取り組む課題: 伊東さんの北京大学合格の記事から、「高校2年の春に受験した中国語」で始まり「が確立し、勉強に打ち込めた。」で終わる部分を一字も変えずに繰り返してください。

文書の抜粋:

_ _ _ _

黒竜江省出身伊東さん、北京大学に合格 「日中友好にかかわりたい」

2008年11月9日

 中国・黒竜江省出身で、小学校から高校まで長野市で過ごした伊東紀子さん(20)が9月に北京大に入学した。国籍に悩んだ時期もあったが、「日中友好にかかわりたい」と夢を抱いて乗り越えた。小学校時代に日本語を教えた窪田かづよさん(54)は「頑張れば夢がかなうということを見せてくれた」と温かく見守る。

 伊東さんは1994年、中国残留孤児の祖母(67)を追って来日した。篠ノ井西小に入学し、気付けば日常会話は身に着き、たくさんの友達ができ、当たり前のように楽しく遊んだ。3年生の時に日本国籍を取得したが、意識したことはなかった。

 ところが中学に入って状況が変わった。日本人と中国人のグループに分かれ、いがみ合っていた。自分も周りから中国人と決めつけられた。「中国へ帰れ」と、何度も罵声(ばせい)を浴びせられたという。

 「私は私。何で中国の悪口を私に言うの」。悩んだが、結局、中国出身の友達とかたまって授業をサボり、先生へ反抗した。好きだった英語で日記を書いて担任に読んでもらおうとした時も、冷たくあしらわれたように思った。「私が中国人だから?」。見えない差別のようなものを感じた。

 高校2年の春に受験した中国語検定で成績が良く、1カ月間、中国に留学できることになった。滞在した四川省は5つ星ホテルや立派な遺跡が残る一方、路上で物を売る子どもを目にし「あのとき初めて中国を知った」と振り返る。帰国後は中国への思いが日増しに強くなり、北京大への入学を選んだ。

 昨年9月に同大の予科へ入学。他国の学生と接する中で、14年間生活した日本のものの考え方、生活習慣が染み込んでいることに気付いた。「日本人でいいんじゃないか」。ようやく「自分」が確立し、勉強に打ち込めた。

 入学から2カ月。伊東さんは「外務省か国連に入って、日中間の懸け橋になる」という夢に一歩ずつ近づいている。

_ _ _ _

(ポインティングデータの抜粋)
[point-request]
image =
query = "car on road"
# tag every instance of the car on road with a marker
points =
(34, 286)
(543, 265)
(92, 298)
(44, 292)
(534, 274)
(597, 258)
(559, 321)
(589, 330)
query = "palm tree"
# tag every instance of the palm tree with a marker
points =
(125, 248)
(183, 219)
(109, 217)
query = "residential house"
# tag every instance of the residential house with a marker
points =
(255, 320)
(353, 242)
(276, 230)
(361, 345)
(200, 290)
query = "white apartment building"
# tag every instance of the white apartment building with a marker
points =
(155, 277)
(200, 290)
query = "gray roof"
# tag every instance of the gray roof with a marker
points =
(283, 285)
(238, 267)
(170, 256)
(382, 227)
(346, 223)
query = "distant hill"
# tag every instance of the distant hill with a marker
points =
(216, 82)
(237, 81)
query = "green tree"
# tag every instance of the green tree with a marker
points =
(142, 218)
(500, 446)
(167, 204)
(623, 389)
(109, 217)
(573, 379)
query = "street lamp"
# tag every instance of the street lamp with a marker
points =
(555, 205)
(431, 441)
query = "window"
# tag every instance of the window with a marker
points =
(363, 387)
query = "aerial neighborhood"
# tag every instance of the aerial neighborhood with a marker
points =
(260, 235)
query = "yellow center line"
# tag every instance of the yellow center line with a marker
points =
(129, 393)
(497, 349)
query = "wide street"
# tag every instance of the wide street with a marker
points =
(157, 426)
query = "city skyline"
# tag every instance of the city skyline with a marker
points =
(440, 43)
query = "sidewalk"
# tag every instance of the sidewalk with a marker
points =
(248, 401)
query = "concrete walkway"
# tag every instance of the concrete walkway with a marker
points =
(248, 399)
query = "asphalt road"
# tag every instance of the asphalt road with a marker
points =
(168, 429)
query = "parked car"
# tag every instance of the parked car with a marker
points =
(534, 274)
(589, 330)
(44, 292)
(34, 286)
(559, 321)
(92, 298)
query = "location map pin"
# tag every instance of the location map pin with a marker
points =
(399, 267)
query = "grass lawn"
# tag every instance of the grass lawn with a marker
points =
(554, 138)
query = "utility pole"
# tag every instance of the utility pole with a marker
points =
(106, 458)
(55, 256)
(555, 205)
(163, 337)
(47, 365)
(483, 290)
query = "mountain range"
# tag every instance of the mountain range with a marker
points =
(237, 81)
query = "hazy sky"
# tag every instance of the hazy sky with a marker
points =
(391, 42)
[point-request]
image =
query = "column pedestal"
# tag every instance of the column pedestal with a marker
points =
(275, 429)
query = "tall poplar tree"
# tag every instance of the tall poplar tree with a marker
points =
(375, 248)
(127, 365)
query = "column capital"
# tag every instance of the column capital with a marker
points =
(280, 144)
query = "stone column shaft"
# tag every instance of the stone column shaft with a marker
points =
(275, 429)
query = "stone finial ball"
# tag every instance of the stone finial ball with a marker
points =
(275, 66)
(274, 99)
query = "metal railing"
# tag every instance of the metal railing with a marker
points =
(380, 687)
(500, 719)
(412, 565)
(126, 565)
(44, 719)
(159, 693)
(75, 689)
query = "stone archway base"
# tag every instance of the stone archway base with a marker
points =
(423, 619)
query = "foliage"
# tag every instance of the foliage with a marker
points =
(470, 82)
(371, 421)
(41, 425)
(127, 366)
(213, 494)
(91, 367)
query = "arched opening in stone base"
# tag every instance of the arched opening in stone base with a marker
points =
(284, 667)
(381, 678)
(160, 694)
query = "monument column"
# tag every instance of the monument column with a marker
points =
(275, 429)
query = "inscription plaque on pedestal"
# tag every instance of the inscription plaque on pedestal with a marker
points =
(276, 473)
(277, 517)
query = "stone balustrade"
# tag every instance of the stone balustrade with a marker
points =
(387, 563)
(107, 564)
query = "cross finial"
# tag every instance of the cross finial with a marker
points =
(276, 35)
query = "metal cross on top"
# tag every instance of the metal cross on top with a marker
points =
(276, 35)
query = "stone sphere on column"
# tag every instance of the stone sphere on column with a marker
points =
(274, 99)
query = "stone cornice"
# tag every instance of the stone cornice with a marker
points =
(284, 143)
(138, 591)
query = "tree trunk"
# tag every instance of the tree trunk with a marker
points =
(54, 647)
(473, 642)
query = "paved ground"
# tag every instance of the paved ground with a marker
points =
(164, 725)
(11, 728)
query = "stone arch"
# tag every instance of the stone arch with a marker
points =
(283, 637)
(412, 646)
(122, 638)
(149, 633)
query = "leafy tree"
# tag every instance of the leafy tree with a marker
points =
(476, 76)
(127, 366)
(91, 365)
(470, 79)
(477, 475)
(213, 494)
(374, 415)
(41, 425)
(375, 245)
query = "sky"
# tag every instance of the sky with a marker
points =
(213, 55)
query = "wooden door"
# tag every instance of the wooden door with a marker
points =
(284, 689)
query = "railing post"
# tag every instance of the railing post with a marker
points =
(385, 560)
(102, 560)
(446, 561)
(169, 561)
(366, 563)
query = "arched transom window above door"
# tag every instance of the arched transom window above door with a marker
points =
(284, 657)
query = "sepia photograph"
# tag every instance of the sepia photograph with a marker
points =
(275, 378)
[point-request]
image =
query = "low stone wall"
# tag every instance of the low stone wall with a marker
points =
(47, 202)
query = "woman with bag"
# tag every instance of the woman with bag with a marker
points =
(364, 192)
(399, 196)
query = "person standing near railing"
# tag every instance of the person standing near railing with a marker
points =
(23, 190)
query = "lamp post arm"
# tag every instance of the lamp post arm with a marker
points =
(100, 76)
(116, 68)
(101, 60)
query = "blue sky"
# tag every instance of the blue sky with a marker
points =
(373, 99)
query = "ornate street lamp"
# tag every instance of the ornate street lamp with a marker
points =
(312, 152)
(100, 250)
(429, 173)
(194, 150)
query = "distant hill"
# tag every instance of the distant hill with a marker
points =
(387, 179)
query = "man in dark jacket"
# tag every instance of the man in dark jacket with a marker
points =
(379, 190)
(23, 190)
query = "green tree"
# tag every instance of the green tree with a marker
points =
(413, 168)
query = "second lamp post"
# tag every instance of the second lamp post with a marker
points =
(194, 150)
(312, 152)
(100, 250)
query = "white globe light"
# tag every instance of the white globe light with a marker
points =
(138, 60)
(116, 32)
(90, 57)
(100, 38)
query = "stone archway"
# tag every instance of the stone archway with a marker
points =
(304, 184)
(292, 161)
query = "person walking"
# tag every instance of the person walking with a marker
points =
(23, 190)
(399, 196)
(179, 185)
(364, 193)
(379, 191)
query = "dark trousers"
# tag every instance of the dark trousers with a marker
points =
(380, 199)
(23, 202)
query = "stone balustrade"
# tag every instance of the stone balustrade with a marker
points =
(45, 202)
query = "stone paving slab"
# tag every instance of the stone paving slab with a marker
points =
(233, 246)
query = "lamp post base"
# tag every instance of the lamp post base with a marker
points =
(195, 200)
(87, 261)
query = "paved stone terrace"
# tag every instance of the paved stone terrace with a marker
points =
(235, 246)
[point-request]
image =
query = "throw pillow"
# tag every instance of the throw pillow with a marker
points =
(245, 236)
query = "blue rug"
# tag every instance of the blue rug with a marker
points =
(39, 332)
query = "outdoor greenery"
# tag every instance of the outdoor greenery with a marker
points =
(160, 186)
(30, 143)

_ _ _ _

演習結果:
高校2年の春に受験した中国語検定で成績が良く、1カ月間、中国に留学できることになった。滞在した四川省は5つ星ホテルや立派な遺跡が残る一方、路上で物を売る子どもを目にし「あのとき初めて中国を知った」と振り返る。帰国後は中国への思いが日増しに強くなり、北京大への入学を選んだ。

 昨年9月に同大の予科へ入学。他国の学生と接する中で、14年間生活した日本のものの考え方、生活習慣が染み込んでいることに気付いた。「日本人でいいんじゃないか」。ようやく「自分」が確立し、勉強に打ち込めた。